● What you are asked to do: Copy out the data in full, keeping each line exactly as it reads.

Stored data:
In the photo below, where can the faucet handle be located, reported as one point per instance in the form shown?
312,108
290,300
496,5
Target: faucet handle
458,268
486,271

● Answer section:
In the photo below, where can the faucet handle be located, reported as one point per instance in the form shown?
312,108
290,300
496,5
Target: faucet handle
458,268
486,271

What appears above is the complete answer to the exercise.